= Travail à faire =
- 1) Reprenez le passage du texte sur la douleur chronique allant de « L’histoire d’Éric rebondit » à « à son état. », en rebaptisant partout « sportif » en « joueur ».
- 2) Indiquez, d'après le texte sur la douleur chronique, le centre où exercent les deux thérapeutes.

La docteure en sciences biomédicales Anne Berquin s’est associée au docteur en sciences psychologiques Jacques Grisart pour cerner «Les défis de la douleur chronique» aux éditions Mardaga. Pour aider les soignants et les personnes qui souffrent à mieux comprendre le problème. À trouver des solutions.
«L’ouvrage s’est voulu engagé, ne désirant pas se dissimuler sous les conventions», précisent les deux thérapeutes du Centre multidisciplinaire de la douleur chronique aux Cliniques universitaires Saint-Luc à Bruxelles. «Le recours à notre expérience subjective propre peut éclairer les thèmes abordés. Ce livre se veut un hommage aux personnes souffrant de douleur chronique que nous rencontrons quotidiennement en consultation. Nous montrons tout au long de cet ouvrage la richesse de leurs récits, décrivant le chamboulement de l’existence qu’induit une douleur persistante. Mais aussi leur manière de chercher un nouvel équilibre de vie.»
Contrairement à la France, il n’existe pas en Belgique d’enseignement de la douleur pour les soignants… «La science médicale a longtemps considéré la douleur comme un symptôme à valeur essentiellement diagnostique qui, comme la fièvre, disparaît suite au traitement causal. En conséquence, elle a tardé à s’intéresser à la douleur-maladie. Alors que les trente dernières années ont connu un essor important des connaissances scientifiques fondamentales et cliniques dans le domaine de la douleur chronique.»
Croire à la douleur du patient
Prendre le temps d’écouter le patient raconter l’histoire de sa douleur. Marier ses paroles et les connaissances médicales sont des clés pour accompagner la personne qui souffre. Plus le degré de souffrance est grand, plus le relationnel joue dans la dynamique thérapeutique.
Il n’existe pas de personnalité prédisposant à l’apparition d’une douleur chronique. Mais des fonctionnements psychiques pourraient favoriser le développement d’un syndrome douloureux chronique. Notamment la difficulté à décrire ses sentiments et à les communiquer. Des croyances inadaptées, un soutien familial inadéquat peuvent aussi intervenir. Comme des pressions de rentabilité, la crainte de perdre son emploi. Les facteurs génétiques contribuent également à moduler les réponses à la douleur.
L’histoire d’Éric rebondit dans le livre. Au début, le sportif est rongé par la douleur survenue trois ans auparavant après une entorse à la cheville. Son quotidien est bousculé, jalonné par des opérations, la prise de médicaments, des séances de kiné, l’incompréhension de certains soignants. Sa concentration et son sommeil sont perturbés. Éric est révolté en ne voyant pas d’amélioration. Un programme de réadaptation semble lui permettre de modifier ses sensations, tout doucement, avec peine. Éric peut envisager de rejouer son rôle de père, de mari, de sportif. De concevoir un projet professionnel adapté à son état.

Données de pointage ancrées dans l'image
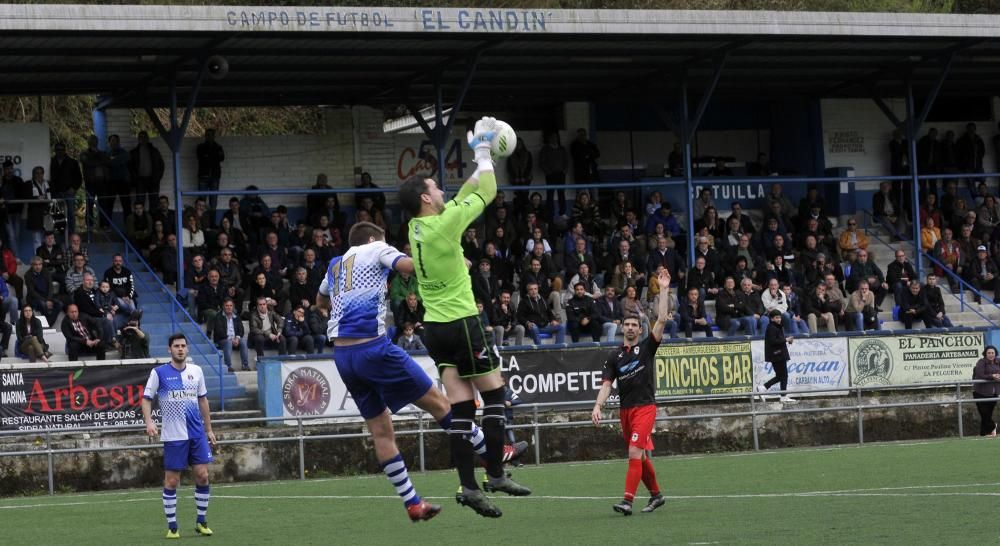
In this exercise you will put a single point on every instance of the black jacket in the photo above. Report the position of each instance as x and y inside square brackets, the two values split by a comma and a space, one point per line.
[775, 346]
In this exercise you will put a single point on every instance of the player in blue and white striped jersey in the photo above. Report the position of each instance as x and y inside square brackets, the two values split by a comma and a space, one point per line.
[187, 430]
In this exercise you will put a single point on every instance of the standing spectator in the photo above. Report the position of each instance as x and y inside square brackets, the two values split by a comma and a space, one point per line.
[38, 189]
[936, 303]
[82, 335]
[121, 178]
[970, 150]
[693, 314]
[210, 157]
[554, 160]
[41, 296]
[987, 369]
[585, 154]
[29, 335]
[266, 329]
[534, 314]
[504, 321]
[409, 341]
[609, 314]
[296, 332]
[146, 165]
[776, 352]
[64, 180]
[519, 167]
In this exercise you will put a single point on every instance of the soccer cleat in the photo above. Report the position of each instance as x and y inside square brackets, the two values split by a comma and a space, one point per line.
[422, 511]
[654, 503]
[478, 501]
[624, 508]
[506, 485]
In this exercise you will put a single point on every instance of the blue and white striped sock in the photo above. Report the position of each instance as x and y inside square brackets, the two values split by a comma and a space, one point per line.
[170, 507]
[395, 470]
[201, 495]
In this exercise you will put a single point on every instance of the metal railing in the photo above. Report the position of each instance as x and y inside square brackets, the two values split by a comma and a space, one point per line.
[963, 285]
[174, 303]
[536, 425]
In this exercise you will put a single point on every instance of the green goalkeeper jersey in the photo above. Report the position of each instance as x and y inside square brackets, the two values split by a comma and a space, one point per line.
[435, 241]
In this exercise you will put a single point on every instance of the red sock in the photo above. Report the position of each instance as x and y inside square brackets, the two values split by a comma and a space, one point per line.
[632, 478]
[649, 477]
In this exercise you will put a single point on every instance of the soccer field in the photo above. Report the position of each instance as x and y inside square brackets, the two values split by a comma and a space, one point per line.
[918, 493]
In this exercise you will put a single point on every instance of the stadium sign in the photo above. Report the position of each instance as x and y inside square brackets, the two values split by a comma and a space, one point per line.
[816, 363]
[900, 360]
[60, 398]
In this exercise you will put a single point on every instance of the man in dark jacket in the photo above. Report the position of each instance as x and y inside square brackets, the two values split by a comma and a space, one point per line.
[82, 335]
[581, 314]
[913, 306]
[147, 168]
[776, 352]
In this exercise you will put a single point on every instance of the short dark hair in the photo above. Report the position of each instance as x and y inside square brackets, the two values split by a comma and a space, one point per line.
[362, 231]
[410, 192]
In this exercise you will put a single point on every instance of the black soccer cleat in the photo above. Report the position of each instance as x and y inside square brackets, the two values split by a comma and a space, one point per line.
[624, 508]
[478, 501]
[506, 485]
[654, 503]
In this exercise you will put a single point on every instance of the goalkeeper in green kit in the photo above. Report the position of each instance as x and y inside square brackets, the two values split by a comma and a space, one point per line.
[452, 331]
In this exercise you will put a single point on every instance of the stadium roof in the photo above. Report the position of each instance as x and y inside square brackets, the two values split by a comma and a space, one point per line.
[378, 56]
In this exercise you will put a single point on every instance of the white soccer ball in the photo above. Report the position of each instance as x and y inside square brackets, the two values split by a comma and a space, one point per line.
[504, 141]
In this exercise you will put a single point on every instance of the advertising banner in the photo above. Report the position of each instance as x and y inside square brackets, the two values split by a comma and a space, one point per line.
[725, 367]
[899, 360]
[817, 363]
[52, 399]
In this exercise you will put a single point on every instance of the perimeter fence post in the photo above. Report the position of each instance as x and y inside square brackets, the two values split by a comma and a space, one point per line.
[302, 452]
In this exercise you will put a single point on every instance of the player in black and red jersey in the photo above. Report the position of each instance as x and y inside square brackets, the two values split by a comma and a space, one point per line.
[633, 367]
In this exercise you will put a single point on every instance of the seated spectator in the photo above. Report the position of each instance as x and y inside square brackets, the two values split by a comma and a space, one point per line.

= Solutions par tâche =
- 1)
L’histoire d’Éric rebondit dans le livre. Au début, le joueur est rongé par la douleur survenue trois ans auparavant après une entorse à la cheville. Son quotidien est bousculé, jalonné par des opérations, la prise de médicaments, des séances de kiné, l’incompréhension de certains soignants. Sa concentration et son sommeil sont perturbés. Éric est révolté en ne voyant pas d’amélioration. Un programme de réadaptation semble lui permettre de modifier ses sensations, tout doucement, avec peine. Éric peut envisager de rejouer son rôle de père, de mari, de joueur. De concevoir un projet professionnel adapté à son état.

- 2) Au Centre multidisciplinaire de la douleur chronique des Cliniques universitaires Saint-Luc, à Bruxelles.